- [CONSEGNE]
a) Per favore, elenca i tre ruoli musicali che il brano su Sun Ra gli attribuisce.
b) Rispondi con brevi frasi alle domande sul brano su Sun Ra.
(i) In quale città si trova la clinica psichiatrica dove Sun Ra viene invitato a suonare?
(ii) Quale editore ha pubblicato The Cartoon Utopia, e in che anno?
(iii) A quale filone del fumetto appartiene Ron Regé Jr.?
### BRANO DI TESTO ###
Concludiamo questa carrellata con una breve storia del disegnatore Ron Regé Jr., esponente del fumetto neo-psichedelico. Il fumettista ha dedicato alcune brevi storie di una tavola a Sun Ra. Il compositore, pianista e bandleader, tra i maggiori esponenti del free jazz, è oggi oggetto di culto, basato in gran parte sull’immagine (che peraltro lui si è sapientemente costruito) di musicista bizzarro la cui musica sarebbe folle, nel senso di completamente libera dalle costrizioni e convenzioni. La follia come via d’uscita dal conformismo. In Sun Ra’s «Advice for Medics» (The Cartoon Utopia, Phantagraphics Books, 2012) si racconta un episodio della biografia del musicista. Sun Ra viene invitato a suonare a una seduta di musicoterapia in una clinica psichiatrica di Chicago. Il pubblico è composto da catatonici e schizofrenici. Naturalmente suona la sua solita musica. A quel punto una donna, che non aveva mai parlato né si era mossa per anni, si alza e lo apostrofa urlando «ma questa tu la chiami musica?». Più chiaro di così.
### DATI ESERCIZIO ###
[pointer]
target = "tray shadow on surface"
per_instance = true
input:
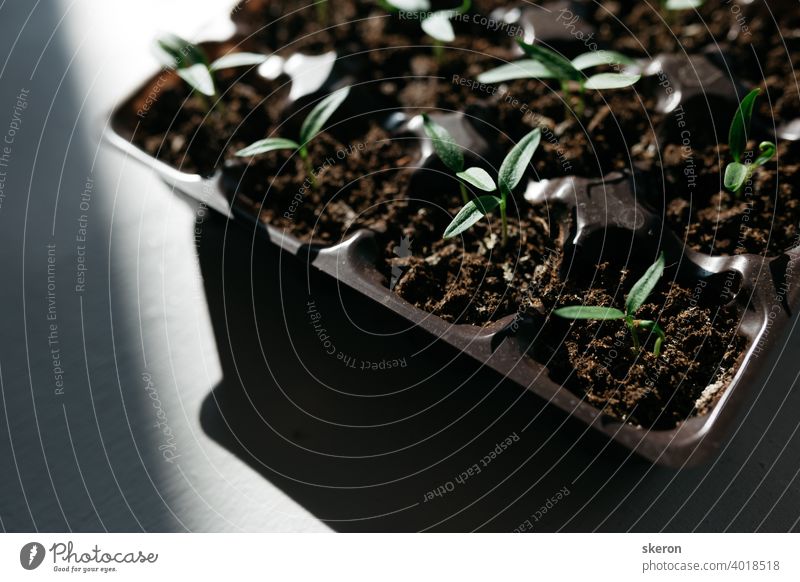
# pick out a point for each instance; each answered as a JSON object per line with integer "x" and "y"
{"x": 364, "y": 450}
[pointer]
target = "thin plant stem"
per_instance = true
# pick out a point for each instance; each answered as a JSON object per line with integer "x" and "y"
{"x": 309, "y": 167}
{"x": 504, "y": 220}
{"x": 634, "y": 333}
{"x": 438, "y": 51}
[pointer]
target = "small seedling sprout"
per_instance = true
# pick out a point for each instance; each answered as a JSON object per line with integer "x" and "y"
{"x": 681, "y": 4}
{"x": 446, "y": 148}
{"x": 543, "y": 63}
{"x": 636, "y": 298}
{"x": 737, "y": 172}
{"x": 511, "y": 172}
{"x": 435, "y": 24}
{"x": 191, "y": 64}
{"x": 312, "y": 125}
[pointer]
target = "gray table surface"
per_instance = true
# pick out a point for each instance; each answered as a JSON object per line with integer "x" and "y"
{"x": 196, "y": 395}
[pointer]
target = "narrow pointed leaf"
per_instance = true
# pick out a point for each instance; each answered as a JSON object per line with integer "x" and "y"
{"x": 472, "y": 212}
{"x": 439, "y": 27}
{"x": 232, "y": 60}
{"x": 443, "y": 144}
{"x": 199, "y": 78}
{"x": 735, "y": 176}
{"x": 479, "y": 178}
{"x": 321, "y": 114}
{"x": 524, "y": 69}
{"x": 267, "y": 145}
{"x": 597, "y": 58}
{"x": 768, "y": 150}
{"x": 517, "y": 160}
{"x": 611, "y": 81}
{"x": 737, "y": 136}
{"x": 561, "y": 67}
{"x": 644, "y": 286}
{"x": 588, "y": 312}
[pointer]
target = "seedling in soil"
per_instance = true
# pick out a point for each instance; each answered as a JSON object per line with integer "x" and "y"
{"x": 738, "y": 173}
{"x": 435, "y": 24}
{"x": 681, "y": 4}
{"x": 636, "y": 298}
{"x": 511, "y": 172}
{"x": 446, "y": 148}
{"x": 312, "y": 125}
{"x": 543, "y": 63}
{"x": 191, "y": 64}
###
- [SOLUZIONI]
a) Compositore, pianista, bandleader.

b)
(i) A Chicago.
(ii) Phantagraphics Books, nel 2012.
(iii) Al fumetto neo-psichedelico.